(Entries for pointing and labeling)

-- begin --

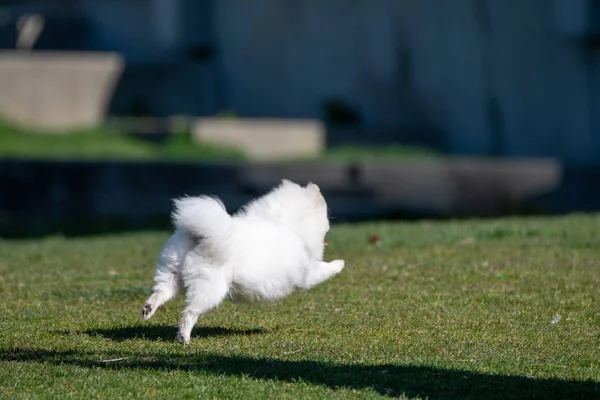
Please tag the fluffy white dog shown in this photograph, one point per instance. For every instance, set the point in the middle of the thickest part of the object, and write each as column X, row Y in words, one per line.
column 273, row 246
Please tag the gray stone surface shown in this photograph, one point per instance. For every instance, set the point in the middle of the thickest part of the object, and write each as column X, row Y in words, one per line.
column 57, row 91
column 38, row 194
column 263, row 139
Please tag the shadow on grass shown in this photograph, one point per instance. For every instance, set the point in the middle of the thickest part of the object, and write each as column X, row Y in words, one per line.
column 165, row 332
column 386, row 379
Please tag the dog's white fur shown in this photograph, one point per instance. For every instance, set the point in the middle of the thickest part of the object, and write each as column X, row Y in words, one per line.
column 273, row 246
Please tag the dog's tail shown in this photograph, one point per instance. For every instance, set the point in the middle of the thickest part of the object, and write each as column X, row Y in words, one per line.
column 203, row 217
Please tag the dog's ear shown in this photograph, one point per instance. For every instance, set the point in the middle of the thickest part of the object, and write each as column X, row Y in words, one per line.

-- end --

**Your task**
Reproduce every line of the data above word for word, leaving out the pictures.

**Task output**
Please tag the fluffy white dog shown in this photograph, one point per instance. For every instance, set the point in the middle of the thickest part of the object, and write each as column X, row Y in words, one per line.
column 273, row 246
Please tag the gray stone surface shown in this photograph, one point per instance. For every instance, set the point in the middle of the thickest part of the object, and write each as column X, row Y in words, one per line.
column 57, row 91
column 38, row 194
column 263, row 139
Please tag the shadow on grass shown in this photograph, one point per instance. For every instance, set the point in the middle of the thickest part of the object, and write each as column X, row Y in words, one per line.
column 165, row 332
column 386, row 379
Please tag the dog's white fur shown in this photograph, one point per instance. For every instance, set the point in the middle of the thickest part of the object, and write each as column X, row Y in words, one per line.
column 273, row 246
Please tag the dog's tail shown in this photograph, one point per instance. For every instance, set the point in the middle of the thickest part of the object, and write each as column X, row Y in words, one per line.
column 203, row 217
Please tag the dog's ear shown in this photograph, one point per instance. For every instance, set the point in the middle of the thickest part of the object, and write each as column X, row Y in words, one per line.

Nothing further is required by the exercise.